Extracted data entries
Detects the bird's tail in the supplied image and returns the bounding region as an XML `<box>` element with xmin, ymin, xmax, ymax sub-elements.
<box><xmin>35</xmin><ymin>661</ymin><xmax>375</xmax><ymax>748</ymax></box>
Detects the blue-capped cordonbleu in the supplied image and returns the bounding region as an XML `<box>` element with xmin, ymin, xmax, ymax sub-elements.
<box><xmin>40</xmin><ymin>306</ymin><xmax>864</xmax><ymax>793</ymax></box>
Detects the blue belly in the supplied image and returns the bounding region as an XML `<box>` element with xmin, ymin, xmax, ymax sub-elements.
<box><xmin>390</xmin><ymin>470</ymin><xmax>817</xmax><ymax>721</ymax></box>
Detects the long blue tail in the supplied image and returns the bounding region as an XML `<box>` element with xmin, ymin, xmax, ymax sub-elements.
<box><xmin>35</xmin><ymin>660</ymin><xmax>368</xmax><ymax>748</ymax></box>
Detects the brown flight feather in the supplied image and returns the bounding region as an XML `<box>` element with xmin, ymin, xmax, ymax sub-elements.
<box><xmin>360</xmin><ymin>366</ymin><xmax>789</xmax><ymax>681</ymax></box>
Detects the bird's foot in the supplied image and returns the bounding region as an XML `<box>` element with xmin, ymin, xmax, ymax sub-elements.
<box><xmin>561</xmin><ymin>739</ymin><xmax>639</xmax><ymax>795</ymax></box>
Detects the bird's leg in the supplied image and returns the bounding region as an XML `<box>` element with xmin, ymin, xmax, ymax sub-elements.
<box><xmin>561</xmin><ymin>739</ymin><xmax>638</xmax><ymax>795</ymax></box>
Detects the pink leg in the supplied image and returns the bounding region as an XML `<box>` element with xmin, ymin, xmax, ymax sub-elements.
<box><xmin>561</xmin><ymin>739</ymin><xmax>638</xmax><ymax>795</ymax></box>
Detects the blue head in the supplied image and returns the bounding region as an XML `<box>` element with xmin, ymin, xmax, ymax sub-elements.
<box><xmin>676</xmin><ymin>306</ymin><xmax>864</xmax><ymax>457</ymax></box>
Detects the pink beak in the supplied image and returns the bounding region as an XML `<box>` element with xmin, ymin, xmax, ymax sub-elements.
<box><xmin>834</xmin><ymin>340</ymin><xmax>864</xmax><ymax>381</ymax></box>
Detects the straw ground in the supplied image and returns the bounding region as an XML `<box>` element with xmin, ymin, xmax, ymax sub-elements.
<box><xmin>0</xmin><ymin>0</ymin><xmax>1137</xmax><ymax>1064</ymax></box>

Requirement — Copy every line of the data above verbatim.

Solution for this exercise —
Detects the bird's tail in the supplied image and returns the bounding region as an XML `<box>` element with xmin, ymin, xmax, ymax sub-elements.
<box><xmin>35</xmin><ymin>661</ymin><xmax>375</xmax><ymax>748</ymax></box>
Detects the blue-capped cordonbleu in the supplied image and returns the bounding region as an XML `<box>` element with xmin, ymin, xmax, ymax sub-elements.
<box><xmin>40</xmin><ymin>306</ymin><xmax>864</xmax><ymax>793</ymax></box>
Detects the blue belly in the supplied image and returns the bounding region as an XML `<box>` element with xmin, ymin, xmax, ymax sub-elements.
<box><xmin>390</xmin><ymin>470</ymin><xmax>817</xmax><ymax>721</ymax></box>
Detects the long blue tail in the supplied image and returns the bounding region as an XML `<box>` element with xmin, ymin, xmax, ymax sub-elements.
<box><xmin>35</xmin><ymin>660</ymin><xmax>368</xmax><ymax>748</ymax></box>
Detects the brown flight feather in the supplied image and returns the bounding region as an XML `<box>` element with xmin, ymin, xmax, ymax sub-elements.
<box><xmin>360</xmin><ymin>366</ymin><xmax>789</xmax><ymax>681</ymax></box>
Detects the bird's foot in the supplied image and returns the bounding region as an XML `<box>` element with xmin, ymin, xmax, ymax sub-elements.
<box><xmin>561</xmin><ymin>739</ymin><xmax>639</xmax><ymax>795</ymax></box>
Detects the bird's leg in the supplied image and returns the bounding region as an XML `<box>` element with xmin, ymin, xmax, ymax sub-elements.
<box><xmin>561</xmin><ymin>739</ymin><xmax>638</xmax><ymax>795</ymax></box>
Detects the pink leg in the supplied image and returns the bounding region as an XML `<box>` element with xmin, ymin, xmax, ymax sub-elements.
<box><xmin>561</xmin><ymin>739</ymin><xmax>638</xmax><ymax>795</ymax></box>
Detects the blue head in the supplied image and returns the bounding region as an XML `<box>` element with xmin, ymin, xmax, ymax sub-elements.
<box><xmin>676</xmin><ymin>306</ymin><xmax>864</xmax><ymax>457</ymax></box>
Detects the pink beak in the supplied image and returns the bounding region as an XML `<box>` element with xmin, ymin, xmax, ymax sub-elements.
<box><xmin>834</xmin><ymin>340</ymin><xmax>864</xmax><ymax>381</ymax></box>
Detects the straw ground in the supplied image and returns the bounding region as an XML `<box>` element with xmin, ymin, xmax, ymax sub-elements.
<box><xmin>0</xmin><ymin>0</ymin><xmax>1137</xmax><ymax>1064</ymax></box>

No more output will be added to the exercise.